QUOTED PASSAGE:
┌──

Hello,
I am building a Custom Extractor in Document AI to extract data from a form that has changed over time and, therefore, has a number of different, but similar, layouts all containing the same information.
I’ve met the “full requirements” (i.e. 50 test and training instances of each label) and, for the most part, I am happy with my percentages.
However, I am stuck with a section that may or may not be tabular.
In some cases the form has a table that can contain zero or more records/rows:
In the case of tabular data, DocAI evaluates and auto-labels everything with a high degree of accuracy:
In other cases, though, the form has separate fields to capture the details for only a single record:
However, DocAI, seems incapable or evaluating and auto-labeling this as a single record and, instead, evaluates this as multiple, incomplete, records:
In the above example note that it groups section “7. Seams” as it’s own parent label and separate from section “6. Shell” when, in fact, sections 6 & 7 are representative of a single record.
Because it’s possible, in the tabular case, for a form to have multiple records, I am using a Parent Label to capture the details. I was hoping that DocAI would be smart enough to figure out, given enough examples, that in some cases there is only a single record that is not in a tabular format.

└──

PROBLEMS TO WORK ON:
1. Answer these questions about the Document AI forum post:
(a) How many test and training instances of each label has the writer met?
(b) Which section does DocAI group as its own parent label in the single-record case?
(c) What is the writer using to capture the details, since the tabular case can have multiple records?
2. Print everything in the Document AI forum post from "Because it’s possible, in" down to "a tabular format.".
3. Proceed with the Document AI forum post from where it stops, in the writer's voice.

MATERIAL PROVIDED:

┌──

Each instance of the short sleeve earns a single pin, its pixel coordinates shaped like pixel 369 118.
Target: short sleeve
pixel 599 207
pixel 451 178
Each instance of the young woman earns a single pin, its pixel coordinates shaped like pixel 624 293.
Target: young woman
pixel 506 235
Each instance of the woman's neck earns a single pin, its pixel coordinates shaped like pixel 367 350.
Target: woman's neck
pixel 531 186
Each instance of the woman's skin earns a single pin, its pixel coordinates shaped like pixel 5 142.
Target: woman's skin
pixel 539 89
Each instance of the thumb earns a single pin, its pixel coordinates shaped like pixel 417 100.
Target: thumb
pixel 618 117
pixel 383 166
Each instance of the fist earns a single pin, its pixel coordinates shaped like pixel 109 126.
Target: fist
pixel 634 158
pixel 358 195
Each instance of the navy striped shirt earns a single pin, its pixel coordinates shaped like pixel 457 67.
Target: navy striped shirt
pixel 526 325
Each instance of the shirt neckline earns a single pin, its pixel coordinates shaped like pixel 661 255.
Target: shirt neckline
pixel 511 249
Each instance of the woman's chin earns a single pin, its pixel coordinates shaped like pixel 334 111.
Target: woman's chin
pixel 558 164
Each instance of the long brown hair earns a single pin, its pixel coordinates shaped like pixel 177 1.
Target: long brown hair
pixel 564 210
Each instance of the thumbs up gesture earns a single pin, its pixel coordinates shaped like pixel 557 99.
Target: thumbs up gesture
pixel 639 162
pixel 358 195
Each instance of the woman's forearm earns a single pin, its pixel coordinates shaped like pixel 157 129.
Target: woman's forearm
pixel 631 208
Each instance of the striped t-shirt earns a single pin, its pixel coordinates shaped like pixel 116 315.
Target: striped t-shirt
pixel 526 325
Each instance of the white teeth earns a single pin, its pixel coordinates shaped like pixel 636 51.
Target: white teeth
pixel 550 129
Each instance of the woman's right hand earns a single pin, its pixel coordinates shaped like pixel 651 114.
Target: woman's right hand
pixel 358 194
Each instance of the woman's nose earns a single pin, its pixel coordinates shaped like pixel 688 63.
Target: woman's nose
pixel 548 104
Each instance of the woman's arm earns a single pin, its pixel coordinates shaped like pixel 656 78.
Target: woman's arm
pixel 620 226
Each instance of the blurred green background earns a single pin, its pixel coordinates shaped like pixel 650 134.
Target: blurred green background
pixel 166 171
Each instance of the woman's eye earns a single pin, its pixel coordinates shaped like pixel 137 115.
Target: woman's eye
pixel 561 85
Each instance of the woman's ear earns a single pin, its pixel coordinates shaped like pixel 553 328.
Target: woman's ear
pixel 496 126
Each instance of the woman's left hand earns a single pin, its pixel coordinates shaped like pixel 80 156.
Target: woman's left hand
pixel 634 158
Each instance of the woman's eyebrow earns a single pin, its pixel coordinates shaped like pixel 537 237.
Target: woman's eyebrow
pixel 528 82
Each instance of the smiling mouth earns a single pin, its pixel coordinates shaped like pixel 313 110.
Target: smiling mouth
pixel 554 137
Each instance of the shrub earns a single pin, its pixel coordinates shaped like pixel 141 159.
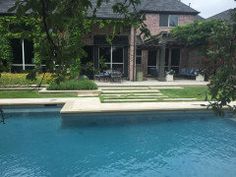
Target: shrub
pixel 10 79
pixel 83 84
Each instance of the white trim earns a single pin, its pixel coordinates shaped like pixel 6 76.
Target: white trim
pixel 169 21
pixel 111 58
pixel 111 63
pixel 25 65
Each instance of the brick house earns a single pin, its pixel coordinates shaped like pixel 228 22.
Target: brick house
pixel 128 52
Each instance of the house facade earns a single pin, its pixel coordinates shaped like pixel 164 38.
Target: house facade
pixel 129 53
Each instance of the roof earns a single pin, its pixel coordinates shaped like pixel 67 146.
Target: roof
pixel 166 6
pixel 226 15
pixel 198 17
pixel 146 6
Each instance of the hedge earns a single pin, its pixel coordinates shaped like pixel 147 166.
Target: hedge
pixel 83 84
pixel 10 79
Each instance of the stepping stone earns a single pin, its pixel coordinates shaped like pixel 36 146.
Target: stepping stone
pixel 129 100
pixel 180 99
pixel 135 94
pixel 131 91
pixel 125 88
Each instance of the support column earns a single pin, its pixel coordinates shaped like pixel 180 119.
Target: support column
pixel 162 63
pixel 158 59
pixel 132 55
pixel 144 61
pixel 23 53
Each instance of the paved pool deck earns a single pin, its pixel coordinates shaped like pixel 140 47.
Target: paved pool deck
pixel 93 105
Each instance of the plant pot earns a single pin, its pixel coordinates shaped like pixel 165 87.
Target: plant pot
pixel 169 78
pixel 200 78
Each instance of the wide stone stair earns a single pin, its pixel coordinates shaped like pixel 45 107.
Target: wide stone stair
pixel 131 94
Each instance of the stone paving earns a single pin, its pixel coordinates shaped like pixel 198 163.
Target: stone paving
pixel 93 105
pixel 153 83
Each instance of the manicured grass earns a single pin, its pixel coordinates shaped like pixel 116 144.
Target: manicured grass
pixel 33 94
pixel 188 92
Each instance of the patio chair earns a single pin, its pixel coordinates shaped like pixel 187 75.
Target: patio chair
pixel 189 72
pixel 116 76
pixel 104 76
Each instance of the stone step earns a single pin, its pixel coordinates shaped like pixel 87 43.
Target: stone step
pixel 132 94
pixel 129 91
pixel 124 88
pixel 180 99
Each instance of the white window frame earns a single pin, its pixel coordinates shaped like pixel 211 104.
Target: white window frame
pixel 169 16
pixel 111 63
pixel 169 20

└──
┌──

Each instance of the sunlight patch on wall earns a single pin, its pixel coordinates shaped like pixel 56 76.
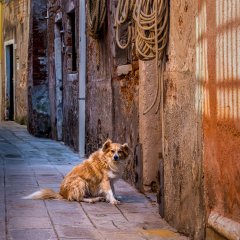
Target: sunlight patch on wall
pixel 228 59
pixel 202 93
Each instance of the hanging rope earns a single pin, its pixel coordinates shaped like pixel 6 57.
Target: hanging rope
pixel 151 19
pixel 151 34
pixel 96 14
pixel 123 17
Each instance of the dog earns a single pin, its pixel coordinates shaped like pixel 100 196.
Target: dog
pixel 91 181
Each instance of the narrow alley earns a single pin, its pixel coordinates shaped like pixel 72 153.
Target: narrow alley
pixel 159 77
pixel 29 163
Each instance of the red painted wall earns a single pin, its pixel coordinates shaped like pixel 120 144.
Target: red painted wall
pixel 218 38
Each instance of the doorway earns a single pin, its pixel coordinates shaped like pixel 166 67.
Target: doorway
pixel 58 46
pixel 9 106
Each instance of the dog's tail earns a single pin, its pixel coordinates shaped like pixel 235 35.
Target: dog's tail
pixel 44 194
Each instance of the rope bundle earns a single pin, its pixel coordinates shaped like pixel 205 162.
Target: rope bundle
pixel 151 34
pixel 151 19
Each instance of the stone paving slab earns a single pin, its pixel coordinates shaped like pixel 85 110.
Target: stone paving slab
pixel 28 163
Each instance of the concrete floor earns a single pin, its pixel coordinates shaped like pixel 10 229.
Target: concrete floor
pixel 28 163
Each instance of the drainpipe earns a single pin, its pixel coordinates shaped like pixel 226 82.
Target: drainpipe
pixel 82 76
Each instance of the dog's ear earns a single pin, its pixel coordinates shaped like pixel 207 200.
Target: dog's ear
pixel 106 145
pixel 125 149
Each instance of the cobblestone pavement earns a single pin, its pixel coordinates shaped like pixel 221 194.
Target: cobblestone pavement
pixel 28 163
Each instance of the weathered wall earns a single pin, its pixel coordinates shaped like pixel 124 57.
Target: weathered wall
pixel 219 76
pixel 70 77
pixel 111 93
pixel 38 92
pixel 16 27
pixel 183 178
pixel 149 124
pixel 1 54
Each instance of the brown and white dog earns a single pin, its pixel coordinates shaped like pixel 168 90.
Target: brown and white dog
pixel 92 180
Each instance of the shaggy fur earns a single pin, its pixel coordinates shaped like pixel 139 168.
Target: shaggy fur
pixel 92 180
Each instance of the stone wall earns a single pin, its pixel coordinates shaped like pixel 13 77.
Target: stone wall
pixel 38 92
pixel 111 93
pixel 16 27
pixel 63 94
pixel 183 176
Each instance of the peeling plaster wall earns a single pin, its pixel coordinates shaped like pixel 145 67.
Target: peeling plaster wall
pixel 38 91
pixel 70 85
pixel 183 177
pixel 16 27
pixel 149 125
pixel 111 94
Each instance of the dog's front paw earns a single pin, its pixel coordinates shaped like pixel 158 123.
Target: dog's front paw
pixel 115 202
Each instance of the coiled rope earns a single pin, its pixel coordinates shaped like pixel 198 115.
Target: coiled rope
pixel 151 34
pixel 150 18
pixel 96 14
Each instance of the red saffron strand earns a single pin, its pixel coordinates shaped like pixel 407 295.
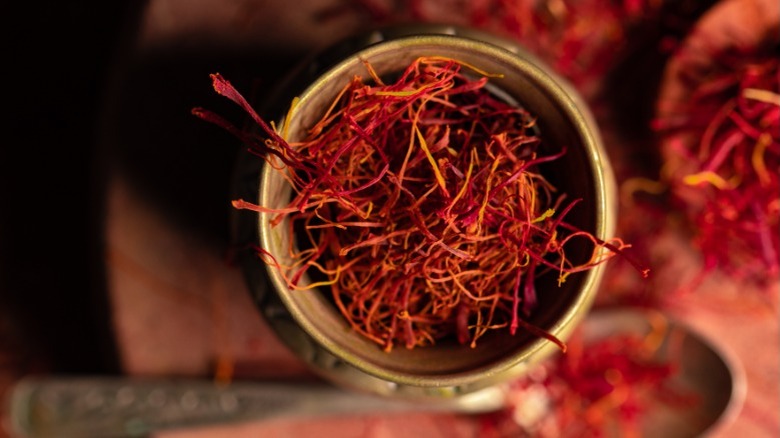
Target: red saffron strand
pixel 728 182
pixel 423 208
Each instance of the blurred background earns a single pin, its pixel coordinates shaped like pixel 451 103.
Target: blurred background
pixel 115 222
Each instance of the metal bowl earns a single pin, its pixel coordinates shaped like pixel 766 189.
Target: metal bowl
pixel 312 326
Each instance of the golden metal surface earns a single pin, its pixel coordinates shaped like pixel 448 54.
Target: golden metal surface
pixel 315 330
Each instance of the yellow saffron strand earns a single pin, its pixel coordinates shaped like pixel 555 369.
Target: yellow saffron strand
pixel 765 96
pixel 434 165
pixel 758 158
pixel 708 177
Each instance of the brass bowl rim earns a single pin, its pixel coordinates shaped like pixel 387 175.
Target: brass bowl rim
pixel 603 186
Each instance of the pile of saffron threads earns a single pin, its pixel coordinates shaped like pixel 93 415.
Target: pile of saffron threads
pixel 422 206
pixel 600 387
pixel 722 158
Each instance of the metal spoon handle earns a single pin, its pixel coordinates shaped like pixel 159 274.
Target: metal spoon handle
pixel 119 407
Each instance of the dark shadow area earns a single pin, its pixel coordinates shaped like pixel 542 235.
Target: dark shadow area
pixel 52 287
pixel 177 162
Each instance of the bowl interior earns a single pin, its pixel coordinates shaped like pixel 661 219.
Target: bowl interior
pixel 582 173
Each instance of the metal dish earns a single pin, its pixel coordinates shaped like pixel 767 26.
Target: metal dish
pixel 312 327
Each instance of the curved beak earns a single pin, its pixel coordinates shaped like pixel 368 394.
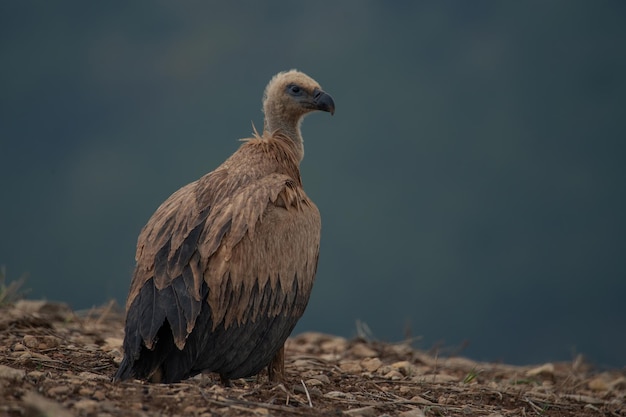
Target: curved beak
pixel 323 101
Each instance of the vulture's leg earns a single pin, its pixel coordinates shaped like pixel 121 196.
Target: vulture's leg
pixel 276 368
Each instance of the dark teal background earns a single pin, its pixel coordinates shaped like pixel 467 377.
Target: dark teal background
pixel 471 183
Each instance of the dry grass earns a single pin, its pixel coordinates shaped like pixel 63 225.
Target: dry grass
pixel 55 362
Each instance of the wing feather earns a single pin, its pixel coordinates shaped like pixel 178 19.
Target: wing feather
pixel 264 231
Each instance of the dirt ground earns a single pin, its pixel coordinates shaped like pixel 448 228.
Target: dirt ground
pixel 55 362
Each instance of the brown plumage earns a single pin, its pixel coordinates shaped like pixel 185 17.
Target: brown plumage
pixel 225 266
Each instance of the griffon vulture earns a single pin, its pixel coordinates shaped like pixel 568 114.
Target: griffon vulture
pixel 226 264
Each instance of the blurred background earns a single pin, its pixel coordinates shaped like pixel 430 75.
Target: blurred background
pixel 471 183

└──
┌──

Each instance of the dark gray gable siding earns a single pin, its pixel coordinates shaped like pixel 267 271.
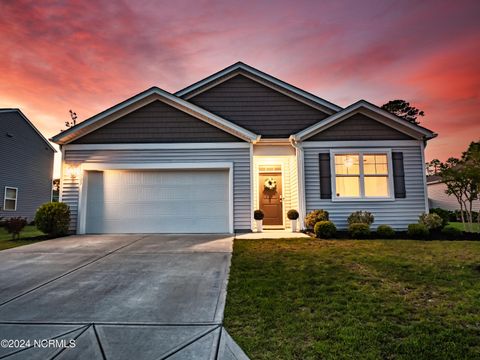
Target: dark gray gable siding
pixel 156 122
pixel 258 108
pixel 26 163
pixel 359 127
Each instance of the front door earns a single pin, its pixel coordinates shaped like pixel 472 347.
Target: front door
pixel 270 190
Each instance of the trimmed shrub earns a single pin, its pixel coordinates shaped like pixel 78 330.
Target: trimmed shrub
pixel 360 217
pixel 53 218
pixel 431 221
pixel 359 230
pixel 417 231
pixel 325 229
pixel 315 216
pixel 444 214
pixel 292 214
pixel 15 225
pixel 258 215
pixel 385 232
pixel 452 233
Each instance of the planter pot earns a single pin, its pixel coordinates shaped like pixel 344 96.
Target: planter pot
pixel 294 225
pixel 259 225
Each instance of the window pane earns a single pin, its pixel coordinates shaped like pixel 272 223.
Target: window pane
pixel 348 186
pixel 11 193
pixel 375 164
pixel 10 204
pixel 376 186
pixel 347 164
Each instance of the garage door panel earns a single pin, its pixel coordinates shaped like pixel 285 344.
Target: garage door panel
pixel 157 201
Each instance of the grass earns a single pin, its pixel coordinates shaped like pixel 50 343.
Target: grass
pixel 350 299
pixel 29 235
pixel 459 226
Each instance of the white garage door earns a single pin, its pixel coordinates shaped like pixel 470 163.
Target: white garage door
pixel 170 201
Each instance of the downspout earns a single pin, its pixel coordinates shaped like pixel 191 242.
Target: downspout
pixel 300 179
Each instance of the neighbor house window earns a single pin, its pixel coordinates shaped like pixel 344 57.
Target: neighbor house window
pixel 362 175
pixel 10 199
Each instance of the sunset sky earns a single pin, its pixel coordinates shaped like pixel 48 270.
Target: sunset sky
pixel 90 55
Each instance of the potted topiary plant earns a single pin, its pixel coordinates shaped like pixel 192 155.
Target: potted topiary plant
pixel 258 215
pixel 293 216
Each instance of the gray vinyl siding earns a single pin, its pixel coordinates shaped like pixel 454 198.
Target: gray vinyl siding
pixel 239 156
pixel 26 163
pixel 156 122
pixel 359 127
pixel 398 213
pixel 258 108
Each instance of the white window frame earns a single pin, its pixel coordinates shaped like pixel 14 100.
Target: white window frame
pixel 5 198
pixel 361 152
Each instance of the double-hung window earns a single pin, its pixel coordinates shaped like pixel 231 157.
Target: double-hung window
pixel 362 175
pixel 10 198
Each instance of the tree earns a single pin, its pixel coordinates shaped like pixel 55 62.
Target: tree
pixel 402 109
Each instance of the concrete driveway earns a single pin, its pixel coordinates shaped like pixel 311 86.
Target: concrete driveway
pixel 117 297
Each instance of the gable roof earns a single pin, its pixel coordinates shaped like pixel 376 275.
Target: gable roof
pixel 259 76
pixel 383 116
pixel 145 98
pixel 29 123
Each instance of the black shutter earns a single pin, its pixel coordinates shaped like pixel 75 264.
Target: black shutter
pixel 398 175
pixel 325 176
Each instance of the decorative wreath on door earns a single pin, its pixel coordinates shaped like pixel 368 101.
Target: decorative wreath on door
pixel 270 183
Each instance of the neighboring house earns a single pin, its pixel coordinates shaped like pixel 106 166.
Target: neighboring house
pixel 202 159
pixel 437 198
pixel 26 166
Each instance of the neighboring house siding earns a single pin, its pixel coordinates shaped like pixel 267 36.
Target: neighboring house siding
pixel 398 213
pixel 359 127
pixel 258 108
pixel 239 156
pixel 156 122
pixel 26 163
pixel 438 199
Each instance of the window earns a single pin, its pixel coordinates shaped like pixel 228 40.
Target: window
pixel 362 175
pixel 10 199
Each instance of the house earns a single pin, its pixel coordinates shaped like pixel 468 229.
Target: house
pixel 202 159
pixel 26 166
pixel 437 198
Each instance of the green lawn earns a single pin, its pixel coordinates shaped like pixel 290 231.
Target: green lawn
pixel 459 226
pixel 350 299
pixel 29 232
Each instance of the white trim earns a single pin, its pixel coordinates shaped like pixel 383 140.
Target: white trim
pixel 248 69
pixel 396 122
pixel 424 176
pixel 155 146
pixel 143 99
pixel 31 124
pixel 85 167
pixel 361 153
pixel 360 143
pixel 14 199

└──

EXPECTED OUTPUTS:
1.
(a) 50 test and training instances of each label.
(b) Section "7. Seams."
(c) A Parent Label.

2.
Because it’s possible, in the tabular case, for a form to have multiple records, I am using a Parent Label to capture the details. I was hoping that DocAI would be smart enough to figure out, given enough examples, that in some cases there is only a single record that is not in a tabular format.

3.
I have uploaded and labeled a large number of documents (500+) in both formats, yet DocAI is still breaking the non-tabular format into multiple records rather than treating it as a single record.
So the question is, do Parent Labels have the capability to do this? i.e. if I just continue to add more examples, will it eventually figure it out, or should this actually be two different processors – one processor for tabular, multi-record form layouts and another processor for non-tabular, single-record form layouts?
I would really prefer to have a single processor, if possible.
This question is related to another post ( Document AI don’t recognize parent label area correctly, and does it only on per line basis ), for which there was no answer.
Thank you!